**SOURCE PASSAGE**.
— START —
The Different Lives Of Women

By on March 5th, 2019 in Art History, Blog, Dr. Ena Heller, Rina Banerjee, Women's History Month

Rina Banerjee’s Her captivity was once someone’s treasure… combines historical objects (a Victorian birdcage, a 19th-century New England table) with elements both natural (gourds, feathers, shells, coral), and man-made (doll heads, glass beads). The resulting sculpture possesses an eclectic architecture and a multi-storied presence. The various symbolic narratives woven tightly by an artist equally comfortable with real and imaginary worlds, and extremely adept at fusing disparate elements, reveal themselves slowly and in different ways depending on context.

I first saw this sculpture in the Cornell Fine Arts Museum’s exhibition Displacement: Symbols and Journeys (summer 2016). There, in the context of a narrative about ethnic and cultural identity, borders and boundaries, it seemed to both embody and reject the notion of cultural confluence. Did all the disparate elements go together, suggesting the possibility of assimilation and fusion, or did they painfully underline the “otherness” that each presented to the other? Was the open door of the cage a hopeful sign of freedom or did it simply remind us that it can close at any time? The sculpture was one of the works that engendered the most dialogue with students and visitors, and we decided to acquire it for the collection. Shortly after, we installed it in the Education Gallery, where it welcomed you in the context of other sculptures from the collection and children’s art engagement stations. There, Her captivity…. spoke to the expansiveness of art and the ways in which it opens entire worlds for exploration, but also to materials and materiality, art making, and the process of slow discovery we teach our youngest visitors.
— END —
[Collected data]
— START —
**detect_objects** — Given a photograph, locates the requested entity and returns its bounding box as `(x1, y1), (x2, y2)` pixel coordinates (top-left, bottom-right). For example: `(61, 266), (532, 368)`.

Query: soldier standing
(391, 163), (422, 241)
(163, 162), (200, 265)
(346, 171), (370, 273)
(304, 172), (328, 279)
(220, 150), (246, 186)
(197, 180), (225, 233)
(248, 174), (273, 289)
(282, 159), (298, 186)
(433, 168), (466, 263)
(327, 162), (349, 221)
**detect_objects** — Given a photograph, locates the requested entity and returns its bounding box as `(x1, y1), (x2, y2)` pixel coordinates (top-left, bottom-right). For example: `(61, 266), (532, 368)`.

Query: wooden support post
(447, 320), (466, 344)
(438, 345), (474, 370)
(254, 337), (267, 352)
— END —
— START —
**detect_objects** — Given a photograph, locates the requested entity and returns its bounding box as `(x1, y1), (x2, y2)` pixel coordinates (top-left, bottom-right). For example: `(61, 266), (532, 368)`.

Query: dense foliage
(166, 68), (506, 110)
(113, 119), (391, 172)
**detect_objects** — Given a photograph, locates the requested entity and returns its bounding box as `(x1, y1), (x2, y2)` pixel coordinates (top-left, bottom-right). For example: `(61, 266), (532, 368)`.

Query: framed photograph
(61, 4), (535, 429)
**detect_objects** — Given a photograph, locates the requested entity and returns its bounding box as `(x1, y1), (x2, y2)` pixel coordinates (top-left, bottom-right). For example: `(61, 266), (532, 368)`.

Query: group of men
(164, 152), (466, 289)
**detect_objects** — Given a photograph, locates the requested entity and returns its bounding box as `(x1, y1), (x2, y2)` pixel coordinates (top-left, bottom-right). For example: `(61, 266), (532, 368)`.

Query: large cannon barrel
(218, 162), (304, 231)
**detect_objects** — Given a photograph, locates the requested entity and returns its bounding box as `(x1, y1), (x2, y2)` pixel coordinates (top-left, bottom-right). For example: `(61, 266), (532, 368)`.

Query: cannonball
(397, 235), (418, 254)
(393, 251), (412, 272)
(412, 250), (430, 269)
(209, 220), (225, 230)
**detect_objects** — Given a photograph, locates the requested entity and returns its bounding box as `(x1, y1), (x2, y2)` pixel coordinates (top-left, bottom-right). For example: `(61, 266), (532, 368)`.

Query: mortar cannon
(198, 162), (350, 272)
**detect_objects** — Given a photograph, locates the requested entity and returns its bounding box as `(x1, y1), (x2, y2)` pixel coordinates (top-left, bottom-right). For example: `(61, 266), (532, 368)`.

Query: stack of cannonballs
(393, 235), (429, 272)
— END —
**EXERCISE**. Please state where the writer of the blog post on Rina Banerjee's sculpture first saw it, according to that post.

**TASK RESULT**. In the Cornell Fine Arts Museum's exhibition Displacement: Symbols and Journeys, in summer 2016.